START

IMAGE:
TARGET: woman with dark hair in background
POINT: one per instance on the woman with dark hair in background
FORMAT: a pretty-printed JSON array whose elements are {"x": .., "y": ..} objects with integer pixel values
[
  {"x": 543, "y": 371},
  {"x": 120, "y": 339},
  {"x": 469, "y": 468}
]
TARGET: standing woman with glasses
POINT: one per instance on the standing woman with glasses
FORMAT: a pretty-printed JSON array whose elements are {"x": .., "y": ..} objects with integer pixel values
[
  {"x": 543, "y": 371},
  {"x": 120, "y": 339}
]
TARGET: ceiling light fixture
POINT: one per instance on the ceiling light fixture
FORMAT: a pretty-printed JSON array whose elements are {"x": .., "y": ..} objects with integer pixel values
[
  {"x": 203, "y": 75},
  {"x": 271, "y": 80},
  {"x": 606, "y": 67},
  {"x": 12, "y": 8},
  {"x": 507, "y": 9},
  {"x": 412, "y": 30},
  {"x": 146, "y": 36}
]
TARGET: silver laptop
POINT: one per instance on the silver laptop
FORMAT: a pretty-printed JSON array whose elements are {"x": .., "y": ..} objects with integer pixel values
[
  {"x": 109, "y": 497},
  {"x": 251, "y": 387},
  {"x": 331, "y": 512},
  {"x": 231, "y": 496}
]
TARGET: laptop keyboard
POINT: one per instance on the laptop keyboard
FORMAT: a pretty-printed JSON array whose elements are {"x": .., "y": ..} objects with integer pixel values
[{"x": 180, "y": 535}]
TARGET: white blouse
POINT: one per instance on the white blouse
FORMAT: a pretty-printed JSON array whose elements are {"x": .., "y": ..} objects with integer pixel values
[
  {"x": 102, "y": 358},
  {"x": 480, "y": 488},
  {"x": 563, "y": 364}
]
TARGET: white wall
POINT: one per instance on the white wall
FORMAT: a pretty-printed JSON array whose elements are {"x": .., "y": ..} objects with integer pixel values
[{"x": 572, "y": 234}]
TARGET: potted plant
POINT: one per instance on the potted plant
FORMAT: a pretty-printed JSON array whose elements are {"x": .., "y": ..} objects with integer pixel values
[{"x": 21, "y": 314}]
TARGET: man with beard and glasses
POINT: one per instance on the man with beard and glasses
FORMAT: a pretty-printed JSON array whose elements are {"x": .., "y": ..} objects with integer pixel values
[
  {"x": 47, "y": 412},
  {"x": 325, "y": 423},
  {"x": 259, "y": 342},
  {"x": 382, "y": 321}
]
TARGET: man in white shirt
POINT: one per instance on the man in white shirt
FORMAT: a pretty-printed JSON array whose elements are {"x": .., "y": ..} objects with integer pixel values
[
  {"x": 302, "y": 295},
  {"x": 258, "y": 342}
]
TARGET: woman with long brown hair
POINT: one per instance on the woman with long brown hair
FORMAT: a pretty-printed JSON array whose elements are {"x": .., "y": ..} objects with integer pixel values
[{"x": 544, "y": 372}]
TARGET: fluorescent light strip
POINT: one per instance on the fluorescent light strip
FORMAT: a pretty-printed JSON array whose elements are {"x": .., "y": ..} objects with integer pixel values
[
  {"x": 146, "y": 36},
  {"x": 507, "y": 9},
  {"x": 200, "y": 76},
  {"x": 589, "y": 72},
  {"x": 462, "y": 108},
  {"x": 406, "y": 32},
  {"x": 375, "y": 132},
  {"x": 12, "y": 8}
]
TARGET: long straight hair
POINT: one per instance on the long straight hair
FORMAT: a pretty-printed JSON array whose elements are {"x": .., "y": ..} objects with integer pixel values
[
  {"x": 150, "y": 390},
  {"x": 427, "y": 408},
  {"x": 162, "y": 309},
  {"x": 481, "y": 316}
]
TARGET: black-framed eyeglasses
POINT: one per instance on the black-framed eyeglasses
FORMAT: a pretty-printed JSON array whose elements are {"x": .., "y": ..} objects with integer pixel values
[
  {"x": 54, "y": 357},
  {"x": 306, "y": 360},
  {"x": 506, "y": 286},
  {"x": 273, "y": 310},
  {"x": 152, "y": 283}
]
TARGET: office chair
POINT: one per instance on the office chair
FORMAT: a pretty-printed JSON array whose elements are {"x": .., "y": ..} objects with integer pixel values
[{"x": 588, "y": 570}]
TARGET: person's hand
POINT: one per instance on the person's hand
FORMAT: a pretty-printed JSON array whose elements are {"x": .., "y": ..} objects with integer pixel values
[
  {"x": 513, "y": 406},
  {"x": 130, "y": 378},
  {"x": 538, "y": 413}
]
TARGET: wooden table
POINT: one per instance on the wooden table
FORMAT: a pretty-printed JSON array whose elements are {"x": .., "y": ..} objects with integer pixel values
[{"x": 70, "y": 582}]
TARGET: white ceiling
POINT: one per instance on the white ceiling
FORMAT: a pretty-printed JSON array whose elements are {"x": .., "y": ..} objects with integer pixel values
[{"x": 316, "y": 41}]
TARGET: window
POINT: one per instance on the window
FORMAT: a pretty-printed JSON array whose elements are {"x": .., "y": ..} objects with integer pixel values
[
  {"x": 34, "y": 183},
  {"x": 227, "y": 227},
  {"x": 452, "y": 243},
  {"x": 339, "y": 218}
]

END

▸ TASK STATEMENT:
Reproduce all of the entries above, replacing "integer pixel values" with "whole-number pixel values" wherever it occurs and leaving every other line unchanged.

▸ SOLUTION TO THE PROBLEM:
IMAGE:
TARGET: woman with dark hair in background
POINT: one per instance on the woman with dark hair in background
FORMAT: a pretty-printed JSON array whose elements are {"x": .., "y": ..} objects with whole-number pixel values
[
  {"x": 543, "y": 371},
  {"x": 120, "y": 339},
  {"x": 469, "y": 468}
]
TARGET: standing woman with glasses
POINT: one per instance on the standing woman with glasses
FORMAT: a pretty-printed JSON array whose elements are {"x": .., "y": ..} objects with whole-number pixel values
[
  {"x": 543, "y": 371},
  {"x": 120, "y": 339}
]
TARGET: ceiling light fixture
POINT: one per instance on the ceiling light fixture
FORMAT: a pretty-printed JSON array whose elements are {"x": .., "y": ..} objects with whole-number pixel values
[
  {"x": 203, "y": 75},
  {"x": 271, "y": 80},
  {"x": 606, "y": 67},
  {"x": 12, "y": 8},
  {"x": 507, "y": 9},
  {"x": 412, "y": 30},
  {"x": 146, "y": 36}
]
TARGET: silver laptop
POINT: one per instance on the silver laptop
FORMAT: a pretty-printed JSON array whose elements are {"x": .., "y": ..} objects with whole-number pixel values
[
  {"x": 109, "y": 497},
  {"x": 251, "y": 387},
  {"x": 331, "y": 512},
  {"x": 231, "y": 496}
]
TARGET: laptop keyboard
POINT: one per instance on the laptop keyboard
FORMAT: a pretty-printed JSON array whose elements are {"x": .., "y": ..} objects with whole-number pixel values
[{"x": 180, "y": 535}]
TARGET: white blouse
POINT: one per instance on the white blouse
FORMAT: a pretty-printed JSON array whose elements are {"x": .., "y": ..} objects with whole-number pixel values
[
  {"x": 102, "y": 358},
  {"x": 480, "y": 488},
  {"x": 563, "y": 364}
]
TARGET: white wall
POINT: one per instance on the white wall
FORMAT: a pretty-printed JSON array whose elements are {"x": .., "y": ..} objects with whole-number pixel values
[{"x": 572, "y": 234}]
TARGET: potted plant
POINT: one per instance on the potted plant
FORMAT: a pretty-printed JSON array whose elements are {"x": .., "y": ..} objects with whole-number pixel values
[{"x": 21, "y": 314}]
TARGET: man with beard and glasses
POINT: one per instance on the man with beard and glasses
FORMAT: a pretty-printed JSON array whose elements are {"x": .., "y": ..} objects with whole-number pixel values
[
  {"x": 47, "y": 412},
  {"x": 325, "y": 423},
  {"x": 259, "y": 342},
  {"x": 382, "y": 321}
]
TARGET: man in white shirt
POINT: one per instance on the man in white shirt
FORMAT: a pretty-printed JSON array whose elements are {"x": .., "y": ..} objects with whole-number pixel values
[
  {"x": 302, "y": 295},
  {"x": 258, "y": 342}
]
TARGET: woman with long brown hair
POINT: one per instance on the woman with long brown hair
FORMAT: a pretty-printed JSON array whose elements are {"x": .., "y": ..} objects with whole-number pixel values
[{"x": 544, "y": 372}]
TARGET: fluorescent light strip
POINT: one per instance on the fluorescent light strip
FORMAT: a pretty-printed JSON array whose elements are {"x": .., "y": ..} objects with whole-number pixel values
[
  {"x": 146, "y": 36},
  {"x": 507, "y": 9},
  {"x": 200, "y": 76},
  {"x": 589, "y": 72},
  {"x": 462, "y": 108},
  {"x": 406, "y": 32},
  {"x": 375, "y": 132},
  {"x": 12, "y": 8}
]
TARGET: long straight hair
POINT: one per instance on the long straight hair
FORMAT: a pretty-printed JSON array whose elements are {"x": .., "y": ..} objects with whole-number pixel values
[
  {"x": 150, "y": 390},
  {"x": 427, "y": 408},
  {"x": 162, "y": 309},
  {"x": 481, "y": 316}
]
TARGET: black-framed eyeglasses
POINT: one per instance on the black-framed eyeglasses
FORMAT: a pretty-printed JSON array whose elements are {"x": .., "y": ..} objects with whole-number pixel values
[
  {"x": 54, "y": 357},
  {"x": 306, "y": 360},
  {"x": 506, "y": 286},
  {"x": 273, "y": 310},
  {"x": 152, "y": 283}
]
TARGET: office chair
POINT: one per instance on the office chair
FORMAT: a pretty-printed JSON array whose elements are {"x": .., "y": ..} objects with whole-number pixel values
[{"x": 588, "y": 570}]
TARGET: person's hand
POINT: one per instance on the person's hand
FORMAT: a pretty-printed JSON array whose elements are {"x": .., "y": ..} objects with whole-number pixel values
[
  {"x": 513, "y": 406},
  {"x": 130, "y": 378},
  {"x": 538, "y": 413}
]
TARGET: wooden table
POINT: one per instance on the wooden table
FORMAT: a pretty-printed JSON array whose elements are {"x": .., "y": ..} objects with whole-number pixel values
[{"x": 70, "y": 582}]
TARGET: white ceiling
POINT: one per instance on the white ceiling
FORMAT: a pretty-printed JSON array whose elements are {"x": .., "y": ..} objects with whole-number pixel values
[{"x": 316, "y": 41}]
TARGET: window
POINT: one per instance on the window
FORMAT: a pretty-printed JSON array whose elements are {"x": .., "y": ..} objects with whole-number pixel values
[
  {"x": 34, "y": 183},
  {"x": 227, "y": 227},
  {"x": 452, "y": 243},
  {"x": 339, "y": 218}
]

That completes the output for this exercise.